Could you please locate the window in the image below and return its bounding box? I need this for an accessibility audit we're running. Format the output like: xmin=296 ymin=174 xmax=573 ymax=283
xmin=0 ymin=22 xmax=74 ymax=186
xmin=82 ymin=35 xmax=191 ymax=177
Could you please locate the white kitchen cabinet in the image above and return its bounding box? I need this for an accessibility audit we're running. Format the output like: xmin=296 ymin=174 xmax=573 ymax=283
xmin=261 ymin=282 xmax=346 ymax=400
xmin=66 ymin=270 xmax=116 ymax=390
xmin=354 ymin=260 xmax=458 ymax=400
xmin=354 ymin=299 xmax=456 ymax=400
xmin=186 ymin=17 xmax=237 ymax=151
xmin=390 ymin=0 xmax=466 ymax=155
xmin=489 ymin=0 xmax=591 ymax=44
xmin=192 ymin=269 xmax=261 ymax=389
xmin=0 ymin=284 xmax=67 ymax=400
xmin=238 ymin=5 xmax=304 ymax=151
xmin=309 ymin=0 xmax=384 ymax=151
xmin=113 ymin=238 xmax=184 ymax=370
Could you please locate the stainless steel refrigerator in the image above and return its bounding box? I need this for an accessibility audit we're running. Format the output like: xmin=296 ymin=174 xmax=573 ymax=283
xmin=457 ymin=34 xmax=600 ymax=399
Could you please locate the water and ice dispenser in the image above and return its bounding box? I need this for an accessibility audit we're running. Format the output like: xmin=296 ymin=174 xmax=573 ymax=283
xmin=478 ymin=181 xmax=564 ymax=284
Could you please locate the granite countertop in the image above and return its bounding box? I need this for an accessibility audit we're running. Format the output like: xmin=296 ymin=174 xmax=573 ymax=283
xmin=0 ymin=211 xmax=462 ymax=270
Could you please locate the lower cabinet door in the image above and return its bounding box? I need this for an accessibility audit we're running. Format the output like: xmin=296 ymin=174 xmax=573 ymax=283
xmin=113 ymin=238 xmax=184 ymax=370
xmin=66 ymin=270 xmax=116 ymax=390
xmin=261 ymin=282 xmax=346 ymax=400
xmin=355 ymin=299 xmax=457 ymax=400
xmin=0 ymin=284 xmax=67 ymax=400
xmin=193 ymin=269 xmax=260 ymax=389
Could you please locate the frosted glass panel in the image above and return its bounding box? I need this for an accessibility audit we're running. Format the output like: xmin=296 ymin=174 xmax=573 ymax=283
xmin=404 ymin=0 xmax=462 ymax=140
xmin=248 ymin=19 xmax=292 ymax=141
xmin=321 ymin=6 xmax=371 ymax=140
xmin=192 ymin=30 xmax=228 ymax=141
::::::
* Action item
Copy out the material above in its entirety, exactly.

* Solved problem
Could you please locate the window in the image below and return its bounding box? I need this for an accessibility audit we're running. Format the output like: xmin=296 ymin=174 xmax=573 ymax=283
xmin=0 ymin=22 xmax=74 ymax=186
xmin=82 ymin=35 xmax=191 ymax=177
Could you please locate the white kitchen cabinet in the image above and return its bounding box? I need this for an accessibility audit we're running. Format the output like: xmin=296 ymin=174 xmax=573 ymax=283
xmin=261 ymin=282 xmax=346 ymax=400
xmin=66 ymin=270 xmax=116 ymax=390
xmin=354 ymin=260 xmax=458 ymax=400
xmin=354 ymin=299 xmax=456 ymax=400
xmin=186 ymin=17 xmax=237 ymax=151
xmin=390 ymin=0 xmax=466 ymax=155
xmin=489 ymin=0 xmax=591 ymax=44
xmin=192 ymin=269 xmax=261 ymax=389
xmin=0 ymin=284 xmax=67 ymax=400
xmin=238 ymin=5 xmax=304 ymax=151
xmin=309 ymin=0 xmax=384 ymax=151
xmin=113 ymin=238 xmax=184 ymax=370
Could you please locate the stainless steel refrigerator in the image above and return its bounding box? I need this for an accessibility audit we're running. Format the output like: xmin=296 ymin=174 xmax=573 ymax=283
xmin=457 ymin=34 xmax=600 ymax=399
Could you please locate the water and ice dispenser in the image above and return its bounding box? I need this for an accessibility audit we're running. Format the output like: xmin=296 ymin=174 xmax=573 ymax=283
xmin=478 ymin=181 xmax=564 ymax=284
Could you please locate the granite countertop in the image above and return its bounding box? I need this for an accessibility audit we're running. Format the output like: xmin=296 ymin=174 xmax=573 ymax=283
xmin=0 ymin=211 xmax=462 ymax=270
Could you please locate the lower cabinet door in the image above and return its bounding box? I need this for an accessibility audit we're running. Format the output like: xmin=296 ymin=174 xmax=573 ymax=283
xmin=113 ymin=238 xmax=184 ymax=370
xmin=66 ymin=270 xmax=116 ymax=390
xmin=261 ymin=282 xmax=346 ymax=400
xmin=355 ymin=299 xmax=457 ymax=400
xmin=0 ymin=284 xmax=67 ymax=400
xmin=193 ymin=269 xmax=260 ymax=389
Could you please locate the frosted glass panel in the image above and return its bounding box? I need this for an accessibility audit we're running. Format the output like: xmin=296 ymin=174 xmax=573 ymax=283
xmin=404 ymin=0 xmax=462 ymax=140
xmin=248 ymin=19 xmax=292 ymax=141
xmin=321 ymin=6 xmax=371 ymax=140
xmin=192 ymin=30 xmax=228 ymax=141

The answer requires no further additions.